YOUR GOAL: Reproduce the listing below line for line, with no changes to any character.

RECORDS PROVIDED:
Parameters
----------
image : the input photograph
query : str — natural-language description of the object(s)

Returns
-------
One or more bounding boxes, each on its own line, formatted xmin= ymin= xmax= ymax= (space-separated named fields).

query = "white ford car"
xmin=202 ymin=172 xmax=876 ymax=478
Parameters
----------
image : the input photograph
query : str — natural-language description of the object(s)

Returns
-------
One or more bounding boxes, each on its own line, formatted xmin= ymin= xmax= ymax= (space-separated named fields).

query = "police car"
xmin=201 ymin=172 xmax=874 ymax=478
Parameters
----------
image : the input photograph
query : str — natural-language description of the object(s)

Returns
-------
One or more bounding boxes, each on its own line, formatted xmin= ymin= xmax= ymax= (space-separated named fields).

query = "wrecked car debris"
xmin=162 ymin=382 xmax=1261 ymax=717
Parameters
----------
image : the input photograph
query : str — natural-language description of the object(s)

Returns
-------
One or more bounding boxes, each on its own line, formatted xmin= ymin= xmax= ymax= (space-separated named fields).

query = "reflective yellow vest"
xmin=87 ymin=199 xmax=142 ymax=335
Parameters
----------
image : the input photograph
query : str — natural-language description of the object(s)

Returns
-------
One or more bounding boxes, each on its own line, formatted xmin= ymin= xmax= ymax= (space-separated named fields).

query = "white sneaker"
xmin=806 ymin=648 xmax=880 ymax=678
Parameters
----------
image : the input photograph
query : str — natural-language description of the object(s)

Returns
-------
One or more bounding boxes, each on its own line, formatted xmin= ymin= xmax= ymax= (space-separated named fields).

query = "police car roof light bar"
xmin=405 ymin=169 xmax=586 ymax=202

SOLUTION FOR THIS PROBLEM:
Parameters
----------
image : the input photograph
query : str — natural-language description of the object(s)

Returns
-------
One or more bounding boxes, each on its own line, formatted xmin= ymin= xmax= ymax= (space-separated named fields).

query = "white ford car"
xmin=202 ymin=172 xmax=876 ymax=478
Parameters
----------
image : the input photograph
query : str — natural-language description of the object(s)

Returns
-------
One or more bounding boxes, each on its own line, formatted xmin= ymin= xmax= ymax= (space-separated named fields).

query = "police car"
xmin=201 ymin=172 xmax=874 ymax=478
Parameters
----------
image : the input photograph
query : str — natural-language description of the object(s)

Returns
-------
One or more bounding boxes, each on its own line, formatted xmin= ymin= xmax= ymax= (space-separated named fields).

query = "wrecked car debris"
xmin=162 ymin=382 xmax=1261 ymax=717
Parameters
----------
image : the input photograph
query : str — natural-language description of the object(s)

Returns
-------
One or more bounding boxes, each on its own line, formatted xmin= ymin= xmax= ymax= (space-separated named fields).

query = "reflective yellow vest"
xmin=87 ymin=199 xmax=142 ymax=335
Parameters
----------
image : the input photograph
query : str — natural-language description of the object(s)

Returns
-------
One or more bounding boxes, each on its own line, formatted xmin= ymin= xmax= ymax= (space-separated named fields).

query = "white sneaker"
xmin=806 ymin=648 xmax=880 ymax=678
Parameters
----------
image : the input photograph
query : str — natural-language description of the object(s)

Returns
-------
One or more bounding boxes, each on its own line, formatted xmin= ymin= xmax= ymax= (space-separated named fields).

query = "police car roof light bar"
xmin=405 ymin=169 xmax=586 ymax=202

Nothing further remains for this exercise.